(WHAT YOU NEED TO DO)
A - In the blog post about the yearly cardiology checkups, how long has it been since the husband's open-heart surgery?
B - From the blog post about the yearly cardiology checkups, extract the passage starting with "Yesterday, my husband" and going on through "of existential threats.".
C - Continue the blog post about the yearly cardiology checkups, picking up after its final sentence.
----- PAGE TEXT
Saturday, December 8, 2018


All is well within our tight little family. We are fortunate indeed. This past week each of us, my husband and then it was my turn, made a yearly pilgrimage to our respective cardiologists at two different hospitals. It's two and a half years since my husband's open-heart surgery, bypass and mitral valve replacement. The diagnoses from tests taken is that everything is working well, and he feels that he has now recovered his full energy capacity post-surgery.

As for me, my doctor was concerned about arrhythmia, that I might need surgery or a defibrillator installed internally. This, resulting from several incidents last year of losing consciousness briefly with no discernible reason. Since then I've been put through an incredible battery of tests including an MRI none of which revealed an underlying cause, but I've never lost consciousness since. So, having interpreted all the test results, the cardiologist doesn't feel another visit to be warranted until a year-and-a-half hence.

That will give him ample time to recover himself from his impending open-heart surgery, a man whose work is so extremely stressful and whose body and mind have for too long been concentrated on the health of his patients, a man almost 30 years my junior. He takes great pains to explain to us every last little detail of precisely what is involved so we can be knowledgeable, my husband and me about what's going on with our own medical concerns. So we're 'free' for another year!

Yesterday, my husband was at our public library branch to return a few videos, and while there visited the 'friends of the library' cubicle, coming away with gifts for both of us. For him, arts and antiques picture catalogues and for me two books, one titled Seven Years in Tibet which I'd read reviews on several years ago, and another, Human Behaviour in the Concentration Camp which will inform me of the psychology of human beings under the most extreme of existential threats.
----------
----- EXTRACTED INFORMATION
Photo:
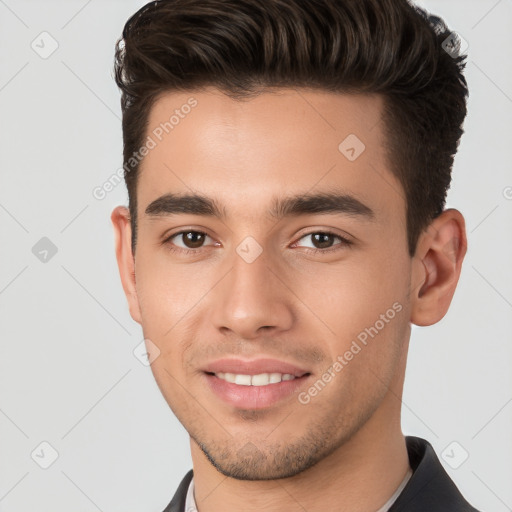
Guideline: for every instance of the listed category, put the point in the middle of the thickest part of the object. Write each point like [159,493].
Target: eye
[187,241]
[324,241]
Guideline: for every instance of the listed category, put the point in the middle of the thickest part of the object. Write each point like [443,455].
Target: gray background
[68,375]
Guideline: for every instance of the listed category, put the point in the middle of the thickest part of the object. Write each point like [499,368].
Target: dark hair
[389,47]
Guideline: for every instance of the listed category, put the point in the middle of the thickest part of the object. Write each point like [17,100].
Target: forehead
[291,141]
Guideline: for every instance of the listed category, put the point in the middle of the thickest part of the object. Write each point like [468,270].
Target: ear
[437,264]
[120,218]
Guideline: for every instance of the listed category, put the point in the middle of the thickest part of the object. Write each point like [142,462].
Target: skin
[290,303]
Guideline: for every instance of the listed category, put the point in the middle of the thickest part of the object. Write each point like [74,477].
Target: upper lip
[254,367]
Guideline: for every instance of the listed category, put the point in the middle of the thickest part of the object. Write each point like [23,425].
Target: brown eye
[324,241]
[188,239]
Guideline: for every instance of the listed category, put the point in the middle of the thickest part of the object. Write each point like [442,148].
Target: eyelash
[344,242]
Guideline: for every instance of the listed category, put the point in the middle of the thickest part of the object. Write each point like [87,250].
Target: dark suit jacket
[429,489]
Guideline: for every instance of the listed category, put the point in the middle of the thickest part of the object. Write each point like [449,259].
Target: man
[287,165]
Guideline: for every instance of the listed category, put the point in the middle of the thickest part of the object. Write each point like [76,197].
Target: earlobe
[436,267]
[120,218]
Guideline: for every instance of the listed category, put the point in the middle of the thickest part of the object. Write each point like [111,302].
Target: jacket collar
[429,488]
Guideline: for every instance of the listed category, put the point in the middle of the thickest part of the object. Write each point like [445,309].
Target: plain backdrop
[68,375]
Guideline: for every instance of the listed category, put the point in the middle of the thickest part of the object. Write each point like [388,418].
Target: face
[294,251]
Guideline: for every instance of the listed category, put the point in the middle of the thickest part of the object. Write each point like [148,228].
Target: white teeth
[261,379]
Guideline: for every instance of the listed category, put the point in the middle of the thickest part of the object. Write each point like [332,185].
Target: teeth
[261,379]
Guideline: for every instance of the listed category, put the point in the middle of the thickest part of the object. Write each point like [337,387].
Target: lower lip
[254,397]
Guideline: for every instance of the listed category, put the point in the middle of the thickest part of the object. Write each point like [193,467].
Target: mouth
[261,379]
[258,391]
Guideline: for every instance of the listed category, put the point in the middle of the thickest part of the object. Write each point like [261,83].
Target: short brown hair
[389,47]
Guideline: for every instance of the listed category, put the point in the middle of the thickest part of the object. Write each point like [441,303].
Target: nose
[252,300]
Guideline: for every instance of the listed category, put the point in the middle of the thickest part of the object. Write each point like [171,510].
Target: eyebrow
[304,204]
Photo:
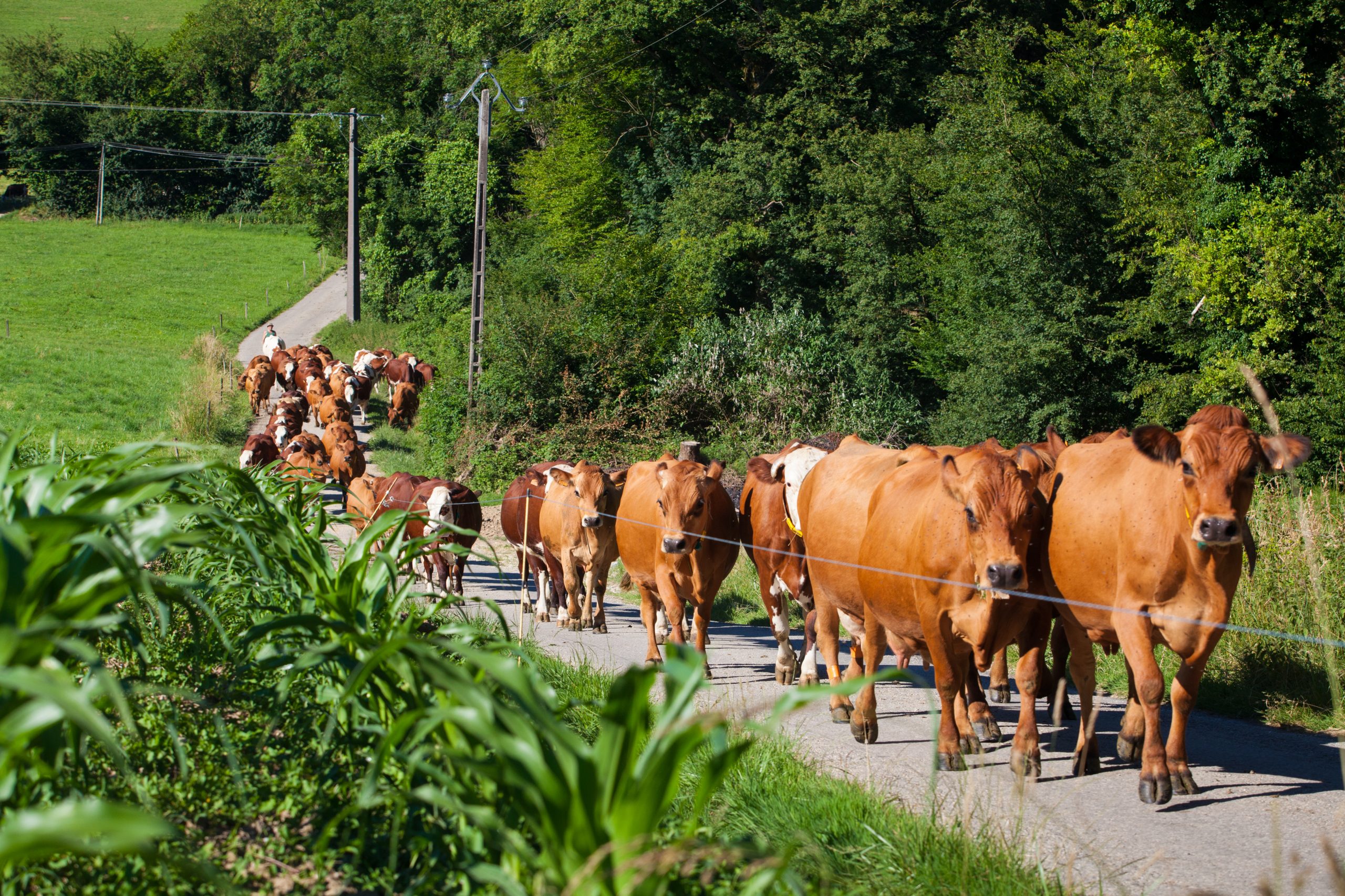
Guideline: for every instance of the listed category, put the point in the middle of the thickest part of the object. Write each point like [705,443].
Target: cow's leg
[1137,642]
[650,606]
[1083,668]
[949,681]
[864,722]
[587,610]
[702,631]
[1026,755]
[998,692]
[1185,686]
[1130,739]
[978,711]
[1059,664]
[829,643]
[809,669]
[779,611]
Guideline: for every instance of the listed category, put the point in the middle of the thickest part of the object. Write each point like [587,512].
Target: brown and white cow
[775,548]
[333,409]
[347,462]
[579,528]
[521,509]
[1156,525]
[677,536]
[258,451]
[260,381]
[402,407]
[284,365]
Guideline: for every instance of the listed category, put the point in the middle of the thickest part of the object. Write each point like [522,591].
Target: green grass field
[102,319]
[93,22]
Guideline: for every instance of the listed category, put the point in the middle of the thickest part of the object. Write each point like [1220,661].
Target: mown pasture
[102,320]
[90,23]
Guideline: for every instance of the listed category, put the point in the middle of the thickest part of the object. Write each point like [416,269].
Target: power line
[214,112]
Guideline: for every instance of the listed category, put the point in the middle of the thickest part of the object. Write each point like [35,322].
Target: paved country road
[1269,797]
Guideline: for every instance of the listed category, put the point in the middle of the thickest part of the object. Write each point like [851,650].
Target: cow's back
[834,513]
[1113,510]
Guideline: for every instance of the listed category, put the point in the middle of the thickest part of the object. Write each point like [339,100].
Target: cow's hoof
[1154,790]
[1184,784]
[1026,765]
[988,730]
[865,730]
[951,762]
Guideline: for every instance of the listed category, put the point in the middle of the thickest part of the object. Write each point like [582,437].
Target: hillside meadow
[104,322]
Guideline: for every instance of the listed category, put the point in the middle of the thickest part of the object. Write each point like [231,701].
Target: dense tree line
[750,220]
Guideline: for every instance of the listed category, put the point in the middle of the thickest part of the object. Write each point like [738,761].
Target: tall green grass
[1262,677]
[104,319]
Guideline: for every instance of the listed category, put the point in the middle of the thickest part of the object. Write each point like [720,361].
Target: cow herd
[950,552]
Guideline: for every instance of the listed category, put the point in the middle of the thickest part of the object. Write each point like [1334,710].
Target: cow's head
[996,493]
[791,467]
[1218,458]
[595,493]
[684,501]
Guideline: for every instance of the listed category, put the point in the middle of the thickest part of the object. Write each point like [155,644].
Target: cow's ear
[1031,463]
[1285,451]
[1157,443]
[1055,444]
[953,481]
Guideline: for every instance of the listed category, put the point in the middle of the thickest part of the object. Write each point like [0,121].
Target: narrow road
[1269,798]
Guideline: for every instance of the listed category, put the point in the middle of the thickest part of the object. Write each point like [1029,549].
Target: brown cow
[404,405]
[1156,525]
[522,507]
[362,499]
[258,451]
[260,380]
[301,465]
[579,529]
[334,409]
[677,536]
[777,550]
[284,365]
[347,462]
[337,434]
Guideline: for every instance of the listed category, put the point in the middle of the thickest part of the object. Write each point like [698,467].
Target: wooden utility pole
[483,142]
[102,157]
[353,222]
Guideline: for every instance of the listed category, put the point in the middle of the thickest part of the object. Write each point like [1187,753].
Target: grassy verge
[1278,681]
[844,836]
[90,23]
[104,320]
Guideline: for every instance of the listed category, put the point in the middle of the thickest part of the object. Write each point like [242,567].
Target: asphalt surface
[1270,798]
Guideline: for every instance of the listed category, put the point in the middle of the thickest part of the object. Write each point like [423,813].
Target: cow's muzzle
[1004,575]
[1218,530]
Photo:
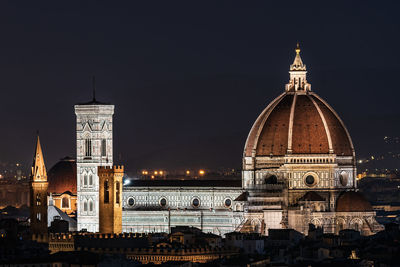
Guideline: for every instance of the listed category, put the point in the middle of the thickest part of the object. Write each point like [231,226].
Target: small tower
[110,196]
[38,196]
[298,74]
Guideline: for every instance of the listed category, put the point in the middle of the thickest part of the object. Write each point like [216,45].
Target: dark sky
[189,78]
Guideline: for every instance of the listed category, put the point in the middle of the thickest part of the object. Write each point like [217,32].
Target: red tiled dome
[352,202]
[62,176]
[314,126]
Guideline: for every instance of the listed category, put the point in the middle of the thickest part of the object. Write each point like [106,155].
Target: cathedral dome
[352,202]
[298,122]
[62,176]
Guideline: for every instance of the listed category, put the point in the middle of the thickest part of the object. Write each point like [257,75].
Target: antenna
[94,88]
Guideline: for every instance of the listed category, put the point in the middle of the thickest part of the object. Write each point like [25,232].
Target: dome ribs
[341,142]
[274,135]
[309,135]
[252,137]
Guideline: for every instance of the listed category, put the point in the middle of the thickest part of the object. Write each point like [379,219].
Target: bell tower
[110,196]
[38,196]
[94,148]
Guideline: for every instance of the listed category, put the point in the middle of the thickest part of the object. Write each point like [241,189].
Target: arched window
[271,180]
[65,203]
[117,192]
[106,192]
[103,147]
[38,202]
[88,147]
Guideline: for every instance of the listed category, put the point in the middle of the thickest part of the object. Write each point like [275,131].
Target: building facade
[298,168]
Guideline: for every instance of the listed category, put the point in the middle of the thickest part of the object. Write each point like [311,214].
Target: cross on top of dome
[298,75]
[298,63]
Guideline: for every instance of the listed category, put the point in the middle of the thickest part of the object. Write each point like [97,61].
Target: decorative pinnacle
[298,48]
[94,88]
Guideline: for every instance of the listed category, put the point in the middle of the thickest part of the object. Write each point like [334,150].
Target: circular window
[131,201]
[163,202]
[310,180]
[228,202]
[196,202]
[343,178]
[271,180]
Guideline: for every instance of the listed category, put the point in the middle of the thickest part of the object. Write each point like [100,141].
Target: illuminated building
[298,168]
[38,196]
[299,165]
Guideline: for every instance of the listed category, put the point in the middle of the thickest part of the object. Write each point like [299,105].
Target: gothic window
[38,202]
[117,192]
[131,201]
[271,180]
[65,203]
[106,192]
[196,202]
[163,202]
[228,202]
[103,147]
[88,147]
[310,180]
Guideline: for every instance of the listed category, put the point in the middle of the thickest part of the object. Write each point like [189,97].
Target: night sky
[188,79]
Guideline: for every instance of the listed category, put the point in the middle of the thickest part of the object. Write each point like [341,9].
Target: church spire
[298,74]
[38,172]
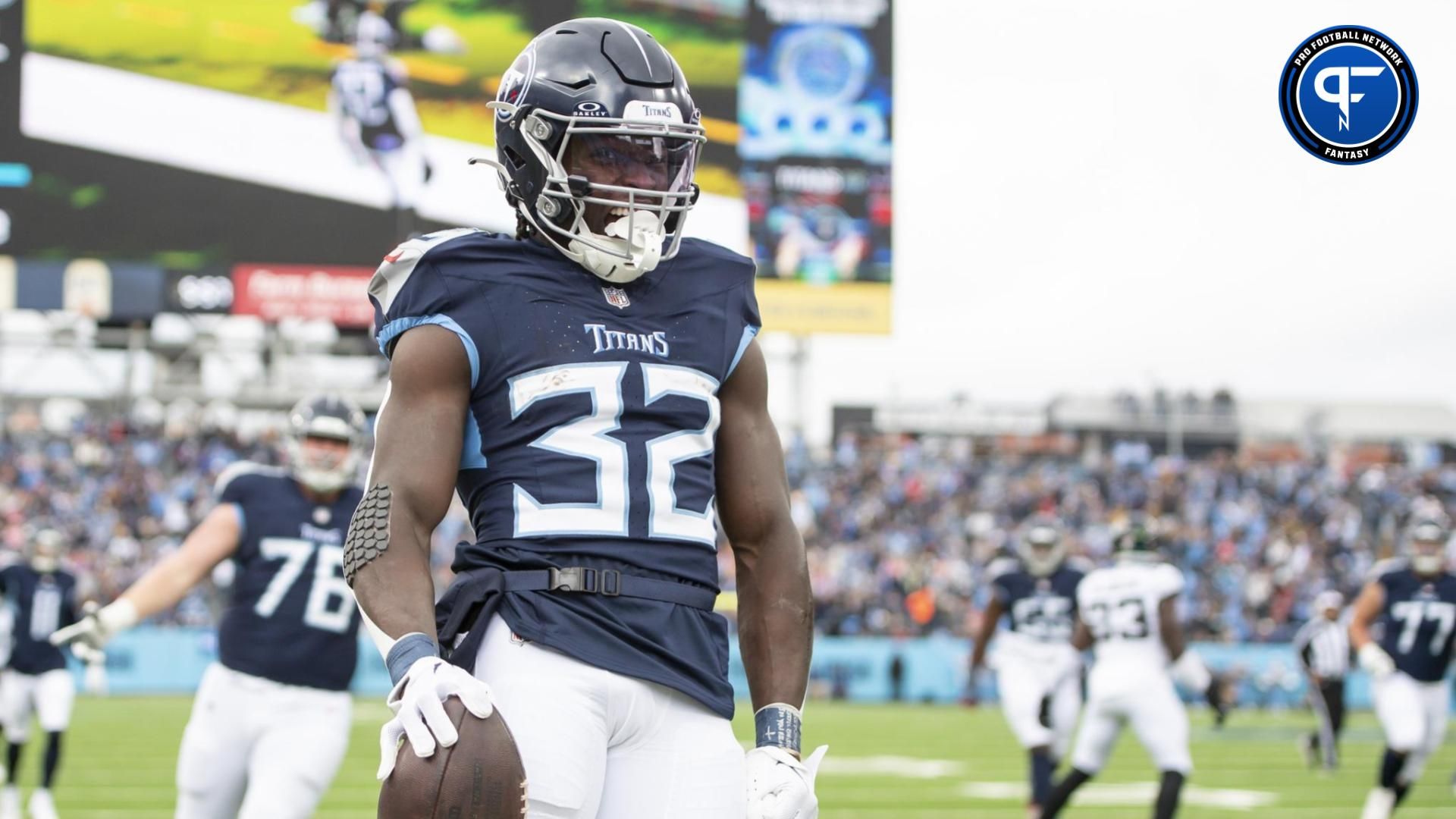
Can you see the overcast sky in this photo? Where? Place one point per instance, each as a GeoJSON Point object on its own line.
{"type": "Point", "coordinates": [1101, 196]}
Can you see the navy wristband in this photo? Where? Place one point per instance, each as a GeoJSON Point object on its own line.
{"type": "Point", "coordinates": [780, 726]}
{"type": "Point", "coordinates": [405, 651]}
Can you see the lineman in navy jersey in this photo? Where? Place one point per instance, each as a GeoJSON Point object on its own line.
{"type": "Point", "coordinates": [593, 391]}
{"type": "Point", "coordinates": [36, 682]}
{"type": "Point", "coordinates": [271, 719]}
{"type": "Point", "coordinates": [1402, 632]}
{"type": "Point", "coordinates": [1037, 668]}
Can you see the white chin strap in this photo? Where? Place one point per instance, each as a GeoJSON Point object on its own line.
{"type": "Point", "coordinates": [1429, 564]}
{"type": "Point", "coordinates": [644, 245]}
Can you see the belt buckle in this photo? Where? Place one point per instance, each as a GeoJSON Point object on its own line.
{"type": "Point", "coordinates": [582, 579]}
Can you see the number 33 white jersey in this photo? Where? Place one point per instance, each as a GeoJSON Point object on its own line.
{"type": "Point", "coordinates": [1119, 605]}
----------
(ANSWERS)
A - Two and a half years.

B -
Yesterday, my husband was at our public library branch to return a few videos, and while there visited the 'friends of the library' cubicle, coming away with gifts for both of us. For him, arts and antiques picture catalogues and for me two books, one titled Seven Years in Tibet which I'd read reviews on several years ago, and another, Human Behaviour in the Concentration Camp which will inform me of the psychology of human beings under the most extreme of existential threats.

C -
Little wonder we balance ourselves by seeking out nature daily, as we do. And yesterday was no exception. The weather has turned icy again, and the high for the afternoon was minus ten degrees Celcius. Which means that not only did Jackie and Jillie, our two little poodles, require the warmest of their coats, but also boots since their tiny feet cannot withstand such cold. On with the boots; we've discarded the large, cumbersome Muttlucks, since they were an abysmal failure, constantly falling off. Instead, we use tiny rubber bootees, almost as difficult to fit on as the former had been, but far more successful in protecting their tender little paws from ice and cold.

Surprisingly, despite the cold, where the wind made it seem even much intrusively colder, we came across a number of ravine-hiking acquaintances and their canine companions. Larger dogs with no obvious need of protection from the cold, particularly when they're able, with their humans, to trot along at a faster pace than we do now.

Despite the cold, it's refreshing to be out, and it's also unfailingly dependable as a means by which our busy minds can relax and simply melt into the natural landscape, giving us comfort and a sense of internal serenity. Feelings that everyone would do well to seek out by immersing themselves from time to time in natural surroundings wherever and whenever possible.